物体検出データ
************

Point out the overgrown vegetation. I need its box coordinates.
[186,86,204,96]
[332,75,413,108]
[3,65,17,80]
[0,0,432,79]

************

**記述課題**
上記のレコードをすべて、空行を除いて1行ずつ、「番号」と「レコード行」の2列からなるMarkdownの表に書き直してください。

**課題の解答**
| 番号 | レコード行 |
|---|---|
| 1 | Point out the overgrown vegetation. I need its box coordinates. |
| 2 | [186,86,204,96] |
| 3 | [332,75,413,108] |
| 4 | [3,65,17,80] |
| 5 | [0,0,432,79] |